Your assignment. Repeat the entries that appear below, exactly as they are given.
^^^^^^^^
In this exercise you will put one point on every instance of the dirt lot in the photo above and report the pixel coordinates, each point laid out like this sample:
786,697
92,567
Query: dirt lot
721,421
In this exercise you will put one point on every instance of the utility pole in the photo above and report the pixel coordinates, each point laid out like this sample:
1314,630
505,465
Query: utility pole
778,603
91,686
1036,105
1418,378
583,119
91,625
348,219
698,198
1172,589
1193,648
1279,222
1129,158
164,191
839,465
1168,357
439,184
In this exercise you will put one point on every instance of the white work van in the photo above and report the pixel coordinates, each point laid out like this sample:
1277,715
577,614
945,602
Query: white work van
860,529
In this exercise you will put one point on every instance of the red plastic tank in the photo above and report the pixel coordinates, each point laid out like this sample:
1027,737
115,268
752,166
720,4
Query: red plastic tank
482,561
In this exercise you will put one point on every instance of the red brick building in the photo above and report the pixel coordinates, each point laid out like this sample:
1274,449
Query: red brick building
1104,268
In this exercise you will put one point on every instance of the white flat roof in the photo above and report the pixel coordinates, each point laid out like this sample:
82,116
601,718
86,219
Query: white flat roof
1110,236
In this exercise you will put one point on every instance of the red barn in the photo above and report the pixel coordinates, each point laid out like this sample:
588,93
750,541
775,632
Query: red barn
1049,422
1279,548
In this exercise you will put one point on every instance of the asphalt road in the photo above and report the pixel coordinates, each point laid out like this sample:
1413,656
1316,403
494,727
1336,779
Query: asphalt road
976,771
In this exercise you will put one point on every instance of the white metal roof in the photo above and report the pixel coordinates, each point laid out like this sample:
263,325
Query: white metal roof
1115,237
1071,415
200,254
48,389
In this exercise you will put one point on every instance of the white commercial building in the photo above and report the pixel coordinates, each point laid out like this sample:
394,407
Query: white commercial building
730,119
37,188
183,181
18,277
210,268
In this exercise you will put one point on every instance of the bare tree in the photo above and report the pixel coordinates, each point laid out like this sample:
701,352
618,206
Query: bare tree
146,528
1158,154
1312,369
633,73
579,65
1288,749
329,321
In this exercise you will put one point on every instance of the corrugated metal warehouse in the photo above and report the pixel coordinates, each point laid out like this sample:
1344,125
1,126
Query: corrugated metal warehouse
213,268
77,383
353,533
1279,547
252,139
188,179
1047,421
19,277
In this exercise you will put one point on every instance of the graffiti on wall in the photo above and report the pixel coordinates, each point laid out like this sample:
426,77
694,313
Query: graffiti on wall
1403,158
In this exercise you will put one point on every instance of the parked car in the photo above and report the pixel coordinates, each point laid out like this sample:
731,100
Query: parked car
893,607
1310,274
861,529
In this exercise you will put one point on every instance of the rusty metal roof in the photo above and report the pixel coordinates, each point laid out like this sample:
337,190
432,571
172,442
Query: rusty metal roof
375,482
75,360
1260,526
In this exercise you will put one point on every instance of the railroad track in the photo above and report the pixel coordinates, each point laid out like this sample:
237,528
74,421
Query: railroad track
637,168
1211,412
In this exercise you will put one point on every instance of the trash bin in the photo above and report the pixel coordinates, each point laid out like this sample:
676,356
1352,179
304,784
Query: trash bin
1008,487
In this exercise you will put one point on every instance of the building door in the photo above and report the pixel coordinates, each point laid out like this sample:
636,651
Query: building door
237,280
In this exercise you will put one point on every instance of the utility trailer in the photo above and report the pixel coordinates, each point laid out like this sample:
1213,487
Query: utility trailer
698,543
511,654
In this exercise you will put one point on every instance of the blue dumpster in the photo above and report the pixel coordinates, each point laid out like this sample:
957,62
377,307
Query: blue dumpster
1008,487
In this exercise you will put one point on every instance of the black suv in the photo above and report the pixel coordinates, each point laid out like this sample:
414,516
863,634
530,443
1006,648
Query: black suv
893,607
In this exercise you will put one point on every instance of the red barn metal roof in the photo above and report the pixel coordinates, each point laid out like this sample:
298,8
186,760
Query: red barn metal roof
^^^^^^^^
Response below.
In this exercise you will put one point on every instance of the dirt lot in the photo above and report the pixel coordinates, each point laid out like this sample:
786,697
92,567
Query: dirt lot
721,421
In this exercise you will put one point on every instance of the utility pole in the photo above and report the pixel coordinates, each point laid out like this sample:
1314,630
505,465
Query: utility pole
778,603
91,686
1036,105
1418,378
583,119
91,625
348,219
698,198
1172,589
1193,648
1279,222
1129,158
164,191
839,465
1168,357
439,184
In this exercise you will put one point on every instance of the white work van in the photo above and report the pixel coordinates, each point laid out like this sample:
1277,715
577,614
945,602
Query: white work van
860,529
In this exercise you will put one point on every instance of the red plastic tank in the photo above and report the pixel coordinates, each point laid out like this sample:
1027,737
115,268
752,166
720,4
Query: red plastic tank
482,561
In this exercise you will put one point on every instance of the red brick building in the photo above and report the pixel coordinates, each point laid out like this sample:
1274,449
Query: red brick building
1104,268
In this exercise you will put one point on every instance of the white flat roof in the photo above and report the pixel coordinates, each point laid out like this sample:
82,116
601,718
86,219
Query: white flat roof
1110,236
In this exercise you will put one point on every instance of the red barn in the photo above and report the pixel coordinates, each point laid out like this sample:
588,93
750,541
775,632
Query: red barn
1049,422
1279,548
In this exercise you will put one point on every instance of the asphalt road in the photo above and report the pixel coordinates, each point laid out like this sample:
1413,656
1316,403
494,727
1336,779
Query: asphalt road
976,771
In this exercise you will put one point on every instance of the white metal roof in the photo above and report the pixel coordinates, each point laid out like this sample:
263,325
Query: white metal roof
1115,237
1071,415
200,254
48,389
In this exercise you will put one point on every instance of the white commercial building in the photo above and report the pixel coordinates, each point laid out like this sample:
394,407
Query: white commercial building
730,119
37,188
183,181
18,277
210,268
In this exercise you will put one point on every instance of the bare tree in the photo above and report the pixel coordinates, each point laid out like this sample:
701,352
618,206
Query: bare tree
146,528
1158,154
1312,369
633,73
579,65
1288,749
329,321
In this exercise you will put one point on every instance of the corrugated metal warehouse in the photo above and report the pixel coordinates, each point laid out like this sample:
1344,125
1,126
Query: corrugated metal warehouse
213,268
77,383
353,533
1279,547
252,139
188,179
1047,421
19,277
In this exercise you will put one point on every instance of the graffiti on wall in the photo above and report the pixel coordinates, each point laid out like this sample:
426,77
694,313
Query: graffiti on wall
1403,158
In this exercise you will put one point on every instance of the parked car in the photo above and report the pixel coordinates, each point laid out like this sample:
731,100
Query: parked car
893,607
1310,274
861,529
In this exercise you will put one point on every instance of the rusty metal roof in the photo above and report the pixel coordinates, each point laid out like this sample:
337,190
432,571
172,442
Query: rusty metal roof
375,482
75,360
1260,526
In this exercise you will put one point on every instance of the railroad track in the photo above and report the pixel coordinates, each point laid out like this sample:
237,528
74,421
Query: railroad track
637,168
1211,412
In this exercise you will put one point on every instance of the trash bin in the photo above and report the pixel coordinates, each point laid out like this sample:
676,356
1352,179
304,784
Query: trash bin
1008,487
In this exercise you will put one point on every instance of the building door in the photo above and report the pixel coordinates, each point laid out like this sample:
636,651
Query: building door
237,280
In this exercise you will put one point on every instance of the utility trailer in the photo above and report the pixel coordinates, each point laid out like this sample:
1213,487
Query: utility trailer
698,543
511,654
In this exercise you will put one point on every instance of the blue dumpster in the photo above and report the pixel coordinates, each point laid out like this sample:
957,62
377,307
Query: blue dumpster
1008,487
In this exercise you will put one point on every instance of the black suv in the photo above and report the pixel coordinates, each point laid out like this sample:
414,516
863,634
530,443
1006,648
Query: black suv
893,607
In this exercise you will put one point on every instance of the red barn metal roof in the photo above and report the pixel coordinates, each point laid out like this sample:
298,8
186,760
Query: red barn metal roof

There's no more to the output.